● About this task
All lines in the material containing the word "below" need to be copied.
====== Data shown ======
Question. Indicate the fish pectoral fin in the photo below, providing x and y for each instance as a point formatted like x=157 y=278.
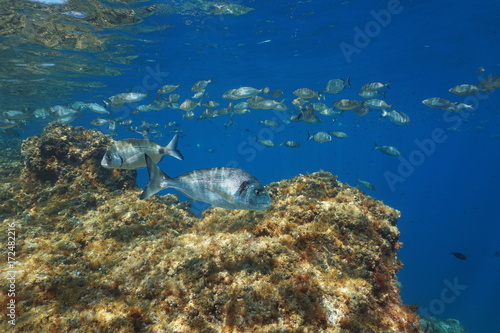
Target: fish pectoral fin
x=132 y=159
x=225 y=196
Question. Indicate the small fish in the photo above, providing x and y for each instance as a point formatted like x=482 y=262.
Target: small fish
x=337 y=85
x=338 y=134
x=307 y=93
x=319 y=137
x=267 y=104
x=299 y=101
x=307 y=115
x=126 y=122
x=168 y=88
x=59 y=111
x=199 y=94
x=189 y=105
x=200 y=85
x=491 y=82
x=229 y=123
x=128 y=97
x=388 y=150
x=229 y=188
x=269 y=122
x=375 y=86
x=397 y=117
x=437 y=103
x=465 y=89
x=377 y=104
x=143 y=108
x=6 y=123
x=172 y=98
x=459 y=255
x=372 y=94
x=347 y=104
x=18 y=115
x=99 y=122
x=255 y=100
x=245 y=92
x=368 y=185
x=291 y=144
x=211 y=104
x=277 y=93
x=94 y=107
x=265 y=142
x=129 y=153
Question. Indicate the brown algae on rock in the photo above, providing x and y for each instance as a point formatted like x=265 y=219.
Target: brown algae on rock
x=92 y=256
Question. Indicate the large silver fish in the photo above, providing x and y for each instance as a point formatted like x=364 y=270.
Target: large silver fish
x=229 y=188
x=129 y=153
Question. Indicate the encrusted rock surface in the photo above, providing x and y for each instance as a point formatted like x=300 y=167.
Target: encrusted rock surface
x=92 y=257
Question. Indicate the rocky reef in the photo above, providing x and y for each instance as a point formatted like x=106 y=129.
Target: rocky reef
x=432 y=325
x=91 y=257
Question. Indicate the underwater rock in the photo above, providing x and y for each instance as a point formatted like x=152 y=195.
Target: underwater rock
x=63 y=154
x=91 y=255
x=432 y=325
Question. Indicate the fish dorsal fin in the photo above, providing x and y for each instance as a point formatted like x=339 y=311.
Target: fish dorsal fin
x=221 y=193
x=157 y=179
x=171 y=148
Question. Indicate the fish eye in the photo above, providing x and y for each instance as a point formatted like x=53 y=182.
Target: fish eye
x=258 y=191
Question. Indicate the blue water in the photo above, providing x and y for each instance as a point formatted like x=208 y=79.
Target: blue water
x=449 y=199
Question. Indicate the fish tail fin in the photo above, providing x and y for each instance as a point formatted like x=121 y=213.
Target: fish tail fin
x=171 y=148
x=156 y=178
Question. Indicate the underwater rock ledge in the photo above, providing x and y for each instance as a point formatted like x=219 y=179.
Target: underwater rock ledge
x=91 y=256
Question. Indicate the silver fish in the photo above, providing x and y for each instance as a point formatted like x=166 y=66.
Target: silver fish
x=375 y=86
x=265 y=142
x=189 y=105
x=94 y=107
x=269 y=122
x=372 y=94
x=59 y=111
x=129 y=153
x=229 y=188
x=319 y=137
x=337 y=85
x=377 y=104
x=347 y=104
x=168 y=88
x=388 y=150
x=397 y=117
x=437 y=103
x=464 y=89
x=338 y=134
x=366 y=184
x=291 y=144
x=489 y=83
x=6 y=123
x=127 y=97
x=200 y=85
x=99 y=122
x=307 y=93
x=245 y=92
x=16 y=115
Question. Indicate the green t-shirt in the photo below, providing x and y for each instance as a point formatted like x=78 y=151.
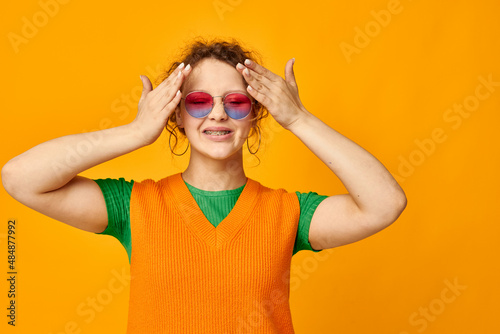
======
● Task output
Question. Indicate the fish pectoral fin in the photo below, providing x and y for each instance as a point formatted like x=157 y=278.
Question. Indicate the green t-shirt in the photo below, providing x and y for each instance as a point formatted like x=78 y=151.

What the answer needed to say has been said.